Natural-language object grounding data
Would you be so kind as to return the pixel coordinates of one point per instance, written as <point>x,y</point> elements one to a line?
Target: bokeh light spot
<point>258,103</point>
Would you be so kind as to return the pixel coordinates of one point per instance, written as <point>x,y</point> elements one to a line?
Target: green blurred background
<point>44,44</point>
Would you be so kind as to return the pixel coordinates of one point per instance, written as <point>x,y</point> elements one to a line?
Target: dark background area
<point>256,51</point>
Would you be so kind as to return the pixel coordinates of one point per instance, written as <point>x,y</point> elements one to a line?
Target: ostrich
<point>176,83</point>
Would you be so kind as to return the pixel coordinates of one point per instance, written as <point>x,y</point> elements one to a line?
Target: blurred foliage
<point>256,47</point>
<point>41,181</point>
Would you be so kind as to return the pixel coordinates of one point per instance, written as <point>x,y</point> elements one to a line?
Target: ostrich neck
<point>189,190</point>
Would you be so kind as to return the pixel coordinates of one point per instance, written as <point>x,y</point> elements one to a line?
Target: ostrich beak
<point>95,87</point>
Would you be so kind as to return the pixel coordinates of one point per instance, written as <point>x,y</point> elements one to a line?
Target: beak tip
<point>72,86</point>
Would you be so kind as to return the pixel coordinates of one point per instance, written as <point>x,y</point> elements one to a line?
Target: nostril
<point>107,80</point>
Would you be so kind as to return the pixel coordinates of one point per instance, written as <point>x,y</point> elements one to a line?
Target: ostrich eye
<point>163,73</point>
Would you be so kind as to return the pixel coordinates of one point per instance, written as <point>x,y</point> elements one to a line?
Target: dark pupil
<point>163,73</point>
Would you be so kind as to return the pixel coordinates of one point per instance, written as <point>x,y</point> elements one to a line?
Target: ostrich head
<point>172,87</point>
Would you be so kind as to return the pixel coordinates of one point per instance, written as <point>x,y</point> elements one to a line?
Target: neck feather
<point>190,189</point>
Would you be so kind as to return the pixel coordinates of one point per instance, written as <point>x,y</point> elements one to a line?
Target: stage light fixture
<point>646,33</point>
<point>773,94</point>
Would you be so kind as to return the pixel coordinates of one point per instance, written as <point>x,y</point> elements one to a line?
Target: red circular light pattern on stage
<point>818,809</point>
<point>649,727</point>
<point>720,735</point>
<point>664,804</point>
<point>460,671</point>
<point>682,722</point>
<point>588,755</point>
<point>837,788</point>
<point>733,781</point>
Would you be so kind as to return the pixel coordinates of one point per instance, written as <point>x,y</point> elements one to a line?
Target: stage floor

--- WHAT YOU NEED TO DO ---
Copy each record from above exactly, and include every line.

--- REPLY TO THE TASK ---
Would you be so kind as to return the pixel coordinates of one point per instance, written as <point>x,y</point> elements one to a line?
Target: bokeh light spot
<point>258,103</point>
Would you be so kind as to return the pixel coordinates of one point per instance, written as <point>x,y</point> elements one to a line?
Target: green blurred background
<point>44,44</point>
Would you be so kind as to return the pixel coordinates of one point per instance, written as <point>x,y</point> elements one to a line?
Target: dark background area
<point>256,51</point>
Would you be so kind as to return the pixel coordinates of one point per instance, written as <point>x,y</point> elements one to a line?
Target: ostrich
<point>176,83</point>
Would you be so kind as to return the pixel coordinates of one point per instance, written as <point>x,y</point> elements one to a line?
Target: blurred foliage
<point>256,47</point>
<point>41,181</point>
Would you be so kind as to return the pixel coordinates of one point per instance, written as <point>x,y</point> elements one to a line?
Target: ostrich neck
<point>189,190</point>
Would you be so kind as to return the pixel coordinates of one point per instance, written as <point>x,y</point> elements one to a line?
Target: ostrich beak
<point>95,87</point>
Would you be so kind as to return the pixel coordinates of one point per instance, written as <point>x,y</point> elements one to a line?
Target: beak tip
<point>72,86</point>
Would you be so kind as to return the pixel coordinates of one point per instance, written as <point>x,y</point> elements one to a line?
Target: nostril
<point>107,80</point>
Would you be so kind as to return the pixel coordinates of one point per instance, written as <point>x,y</point> elements one to a line?
Target: ostrich eye
<point>163,73</point>
Would you be so kind as to return the pixel coordinates of one point per instance, written as <point>x,y</point> elements one to a line?
Target: dark pupil
<point>163,73</point>
Would you be so kind as to return the pixel coordinates of one point per instance, written as <point>x,y</point> elements one to a line?
Target: ostrich head
<point>172,87</point>
Would you be so kind as to return the pixel coordinates of one point per instance, written as <point>x,y</point> elements one to a line?
Target: neck feather
<point>190,189</point>
Would you be so kind as to return the pixel coordinates of one point per instance, written as <point>x,y</point> elements one to a line?
Target: stage light fixture
<point>646,33</point>
<point>773,94</point>
Would you be so kind as to return the pixel coordinates of one point per instance, written as <point>x,y</point> elements one to a line?
Target: red circular light pattern on stage
<point>818,809</point>
<point>649,727</point>
<point>720,735</point>
<point>664,804</point>
<point>460,671</point>
<point>682,722</point>
<point>588,755</point>
<point>837,788</point>
<point>733,781</point>
Would you be so kind as to return the pixel coordinates of one point per instance, written as <point>x,y</point> elements one to a line?
Target: stage floor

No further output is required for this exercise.